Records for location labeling
++++++++
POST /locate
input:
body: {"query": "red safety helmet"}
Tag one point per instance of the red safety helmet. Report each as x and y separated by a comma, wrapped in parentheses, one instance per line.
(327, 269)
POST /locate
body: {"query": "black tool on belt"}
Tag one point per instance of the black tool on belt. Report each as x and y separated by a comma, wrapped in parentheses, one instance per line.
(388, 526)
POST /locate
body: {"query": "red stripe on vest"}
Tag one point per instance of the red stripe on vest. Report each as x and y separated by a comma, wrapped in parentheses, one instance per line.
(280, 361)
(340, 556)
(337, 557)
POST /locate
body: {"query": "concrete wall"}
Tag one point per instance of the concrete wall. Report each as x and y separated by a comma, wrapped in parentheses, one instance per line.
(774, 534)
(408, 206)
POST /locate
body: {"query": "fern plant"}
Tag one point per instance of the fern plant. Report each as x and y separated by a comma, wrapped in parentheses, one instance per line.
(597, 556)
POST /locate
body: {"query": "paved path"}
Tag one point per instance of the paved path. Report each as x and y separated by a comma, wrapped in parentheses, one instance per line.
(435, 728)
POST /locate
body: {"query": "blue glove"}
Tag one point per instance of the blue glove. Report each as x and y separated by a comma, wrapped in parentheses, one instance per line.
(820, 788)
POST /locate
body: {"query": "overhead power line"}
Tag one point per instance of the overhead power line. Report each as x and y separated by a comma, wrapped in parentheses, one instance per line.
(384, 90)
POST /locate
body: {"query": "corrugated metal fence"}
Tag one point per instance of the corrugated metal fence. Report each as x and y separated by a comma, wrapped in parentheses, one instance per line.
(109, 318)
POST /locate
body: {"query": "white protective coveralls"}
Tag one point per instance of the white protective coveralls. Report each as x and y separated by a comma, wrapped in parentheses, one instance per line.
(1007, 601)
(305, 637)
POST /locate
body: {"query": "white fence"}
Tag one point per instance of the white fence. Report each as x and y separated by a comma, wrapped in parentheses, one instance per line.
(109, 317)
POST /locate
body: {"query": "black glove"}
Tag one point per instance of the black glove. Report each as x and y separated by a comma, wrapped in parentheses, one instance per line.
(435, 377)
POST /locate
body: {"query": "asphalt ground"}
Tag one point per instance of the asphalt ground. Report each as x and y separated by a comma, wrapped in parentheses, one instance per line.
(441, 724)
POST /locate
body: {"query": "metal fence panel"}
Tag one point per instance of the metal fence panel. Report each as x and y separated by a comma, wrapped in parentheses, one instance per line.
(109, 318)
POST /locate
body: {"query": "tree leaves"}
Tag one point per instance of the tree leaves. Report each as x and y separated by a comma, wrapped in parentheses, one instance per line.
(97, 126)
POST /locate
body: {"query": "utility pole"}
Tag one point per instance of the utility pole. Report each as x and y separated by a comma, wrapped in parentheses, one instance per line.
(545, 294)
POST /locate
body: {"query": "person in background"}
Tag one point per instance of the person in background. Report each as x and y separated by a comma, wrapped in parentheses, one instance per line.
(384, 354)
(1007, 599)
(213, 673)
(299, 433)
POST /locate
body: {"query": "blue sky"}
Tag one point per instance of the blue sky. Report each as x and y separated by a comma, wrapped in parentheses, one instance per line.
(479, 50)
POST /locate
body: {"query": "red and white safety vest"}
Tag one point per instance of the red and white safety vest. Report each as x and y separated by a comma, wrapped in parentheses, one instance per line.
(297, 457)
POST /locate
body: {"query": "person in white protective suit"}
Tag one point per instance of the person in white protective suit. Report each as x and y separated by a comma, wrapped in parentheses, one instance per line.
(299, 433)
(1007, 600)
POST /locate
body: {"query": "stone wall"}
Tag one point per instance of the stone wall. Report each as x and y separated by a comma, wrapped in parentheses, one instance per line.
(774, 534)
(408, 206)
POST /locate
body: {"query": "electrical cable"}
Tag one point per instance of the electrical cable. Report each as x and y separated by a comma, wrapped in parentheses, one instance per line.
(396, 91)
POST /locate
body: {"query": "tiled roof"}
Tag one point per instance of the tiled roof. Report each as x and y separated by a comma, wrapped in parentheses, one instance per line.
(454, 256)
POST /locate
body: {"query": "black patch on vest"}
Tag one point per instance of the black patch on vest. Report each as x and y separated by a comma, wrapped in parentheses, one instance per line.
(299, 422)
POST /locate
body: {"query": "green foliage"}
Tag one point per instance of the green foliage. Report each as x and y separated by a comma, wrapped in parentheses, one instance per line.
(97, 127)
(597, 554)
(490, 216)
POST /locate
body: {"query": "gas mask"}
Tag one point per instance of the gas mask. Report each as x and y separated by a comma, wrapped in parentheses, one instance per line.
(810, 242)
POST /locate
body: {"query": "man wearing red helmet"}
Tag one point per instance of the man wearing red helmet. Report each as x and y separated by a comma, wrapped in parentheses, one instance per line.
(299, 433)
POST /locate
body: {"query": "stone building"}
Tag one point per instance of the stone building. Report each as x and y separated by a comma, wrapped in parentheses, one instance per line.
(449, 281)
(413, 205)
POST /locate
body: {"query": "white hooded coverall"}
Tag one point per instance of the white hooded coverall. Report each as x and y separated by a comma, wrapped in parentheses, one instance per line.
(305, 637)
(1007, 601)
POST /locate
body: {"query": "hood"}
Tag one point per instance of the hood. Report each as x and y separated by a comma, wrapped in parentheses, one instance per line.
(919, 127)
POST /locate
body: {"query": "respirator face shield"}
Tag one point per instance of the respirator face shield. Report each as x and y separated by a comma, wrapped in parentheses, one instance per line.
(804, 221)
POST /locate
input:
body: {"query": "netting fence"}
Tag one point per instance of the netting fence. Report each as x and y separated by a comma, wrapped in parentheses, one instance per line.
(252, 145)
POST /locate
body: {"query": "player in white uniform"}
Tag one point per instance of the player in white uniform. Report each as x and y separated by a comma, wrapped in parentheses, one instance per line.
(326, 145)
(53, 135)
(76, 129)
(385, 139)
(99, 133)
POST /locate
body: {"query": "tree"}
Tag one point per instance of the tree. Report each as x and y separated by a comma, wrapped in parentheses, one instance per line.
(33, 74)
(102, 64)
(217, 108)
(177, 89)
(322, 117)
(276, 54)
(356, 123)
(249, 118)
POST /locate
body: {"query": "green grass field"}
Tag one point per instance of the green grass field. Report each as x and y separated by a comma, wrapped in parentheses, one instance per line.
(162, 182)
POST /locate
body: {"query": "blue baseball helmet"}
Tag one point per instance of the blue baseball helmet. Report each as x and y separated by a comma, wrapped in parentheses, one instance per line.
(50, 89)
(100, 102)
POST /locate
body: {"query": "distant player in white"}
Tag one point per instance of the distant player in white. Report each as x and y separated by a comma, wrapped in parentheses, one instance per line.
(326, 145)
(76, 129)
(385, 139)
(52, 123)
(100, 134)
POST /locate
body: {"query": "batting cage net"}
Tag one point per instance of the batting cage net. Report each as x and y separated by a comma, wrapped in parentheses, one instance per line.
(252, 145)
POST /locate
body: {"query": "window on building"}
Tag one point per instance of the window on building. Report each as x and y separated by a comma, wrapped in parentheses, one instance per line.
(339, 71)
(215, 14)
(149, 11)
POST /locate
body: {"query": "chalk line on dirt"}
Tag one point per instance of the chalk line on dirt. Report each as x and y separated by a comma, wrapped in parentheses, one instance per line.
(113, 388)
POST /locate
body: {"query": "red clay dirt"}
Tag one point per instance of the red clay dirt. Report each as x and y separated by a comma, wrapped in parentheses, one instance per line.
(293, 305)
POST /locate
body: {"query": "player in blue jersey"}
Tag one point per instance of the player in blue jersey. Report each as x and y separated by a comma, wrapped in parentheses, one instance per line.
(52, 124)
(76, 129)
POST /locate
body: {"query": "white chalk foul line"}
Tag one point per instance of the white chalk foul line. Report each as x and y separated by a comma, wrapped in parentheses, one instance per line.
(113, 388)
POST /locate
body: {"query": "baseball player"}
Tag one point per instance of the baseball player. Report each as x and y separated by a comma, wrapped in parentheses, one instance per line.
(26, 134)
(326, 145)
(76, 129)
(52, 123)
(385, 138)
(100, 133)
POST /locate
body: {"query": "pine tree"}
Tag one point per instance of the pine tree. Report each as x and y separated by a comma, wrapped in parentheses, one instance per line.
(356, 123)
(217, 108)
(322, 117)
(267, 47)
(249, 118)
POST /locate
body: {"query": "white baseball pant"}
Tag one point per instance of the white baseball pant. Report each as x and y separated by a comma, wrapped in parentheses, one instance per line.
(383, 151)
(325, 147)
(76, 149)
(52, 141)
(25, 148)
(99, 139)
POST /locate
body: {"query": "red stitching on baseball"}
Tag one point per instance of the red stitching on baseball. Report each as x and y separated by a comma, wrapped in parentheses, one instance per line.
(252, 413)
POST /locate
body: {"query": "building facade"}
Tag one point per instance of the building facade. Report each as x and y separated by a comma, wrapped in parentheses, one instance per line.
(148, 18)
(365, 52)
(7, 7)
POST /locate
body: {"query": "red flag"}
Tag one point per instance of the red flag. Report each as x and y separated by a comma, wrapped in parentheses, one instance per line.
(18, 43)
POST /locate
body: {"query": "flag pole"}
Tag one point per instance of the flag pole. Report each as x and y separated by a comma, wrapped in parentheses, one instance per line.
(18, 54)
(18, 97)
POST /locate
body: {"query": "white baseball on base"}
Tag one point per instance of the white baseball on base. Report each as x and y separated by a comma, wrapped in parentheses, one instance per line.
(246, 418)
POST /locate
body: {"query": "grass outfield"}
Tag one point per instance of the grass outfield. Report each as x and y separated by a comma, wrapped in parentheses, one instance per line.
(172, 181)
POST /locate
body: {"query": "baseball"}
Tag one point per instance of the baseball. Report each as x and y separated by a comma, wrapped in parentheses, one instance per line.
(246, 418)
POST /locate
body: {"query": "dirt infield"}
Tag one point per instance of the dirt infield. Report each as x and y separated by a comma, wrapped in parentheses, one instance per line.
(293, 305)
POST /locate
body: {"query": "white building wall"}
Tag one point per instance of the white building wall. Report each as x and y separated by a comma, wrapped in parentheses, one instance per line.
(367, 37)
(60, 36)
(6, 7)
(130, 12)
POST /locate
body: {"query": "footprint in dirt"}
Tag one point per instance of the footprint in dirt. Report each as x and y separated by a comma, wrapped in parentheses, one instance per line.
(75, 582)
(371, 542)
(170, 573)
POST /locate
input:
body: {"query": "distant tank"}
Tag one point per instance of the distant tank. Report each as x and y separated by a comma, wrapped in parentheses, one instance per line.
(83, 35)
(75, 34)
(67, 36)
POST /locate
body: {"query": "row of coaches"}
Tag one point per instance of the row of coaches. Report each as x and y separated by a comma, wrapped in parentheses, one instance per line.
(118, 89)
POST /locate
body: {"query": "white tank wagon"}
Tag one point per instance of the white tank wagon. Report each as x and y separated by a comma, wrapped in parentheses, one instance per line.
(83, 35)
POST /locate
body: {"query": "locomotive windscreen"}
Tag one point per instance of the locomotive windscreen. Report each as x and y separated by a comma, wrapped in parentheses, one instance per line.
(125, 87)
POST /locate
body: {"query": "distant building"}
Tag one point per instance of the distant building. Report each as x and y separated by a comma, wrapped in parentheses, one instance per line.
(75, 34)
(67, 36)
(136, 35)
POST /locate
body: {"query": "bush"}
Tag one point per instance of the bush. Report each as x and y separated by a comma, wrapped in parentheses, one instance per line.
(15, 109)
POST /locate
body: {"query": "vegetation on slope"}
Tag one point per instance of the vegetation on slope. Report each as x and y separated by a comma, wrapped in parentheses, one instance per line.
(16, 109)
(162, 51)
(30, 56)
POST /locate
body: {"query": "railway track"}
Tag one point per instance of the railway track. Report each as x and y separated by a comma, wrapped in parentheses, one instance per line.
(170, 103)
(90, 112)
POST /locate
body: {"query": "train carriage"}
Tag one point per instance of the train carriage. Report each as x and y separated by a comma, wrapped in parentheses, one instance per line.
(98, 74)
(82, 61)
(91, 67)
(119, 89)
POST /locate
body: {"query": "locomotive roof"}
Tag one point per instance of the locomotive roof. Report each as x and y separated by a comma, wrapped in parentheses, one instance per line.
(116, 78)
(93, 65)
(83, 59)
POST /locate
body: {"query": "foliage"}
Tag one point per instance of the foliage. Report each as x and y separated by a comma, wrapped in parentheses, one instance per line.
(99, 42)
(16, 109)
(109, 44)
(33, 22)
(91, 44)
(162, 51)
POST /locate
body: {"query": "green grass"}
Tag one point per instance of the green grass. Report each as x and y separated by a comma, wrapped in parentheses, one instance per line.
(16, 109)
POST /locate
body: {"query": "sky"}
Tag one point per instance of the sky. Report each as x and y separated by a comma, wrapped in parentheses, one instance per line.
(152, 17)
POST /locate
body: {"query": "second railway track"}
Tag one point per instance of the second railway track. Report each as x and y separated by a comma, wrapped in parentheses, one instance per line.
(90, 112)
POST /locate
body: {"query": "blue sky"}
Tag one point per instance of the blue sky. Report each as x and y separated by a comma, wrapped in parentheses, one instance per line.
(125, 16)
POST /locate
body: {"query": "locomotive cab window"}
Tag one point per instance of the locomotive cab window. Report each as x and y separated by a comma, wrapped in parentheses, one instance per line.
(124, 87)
++++++++
Pick out every line in the records above that contains the string "path", matching case exactly, and copy each one.

body: {"query": "paved path"}
Tag one point per instance of the paved path. Report each as x and y separated by a comma, wrapped in parentheses, one instance per line.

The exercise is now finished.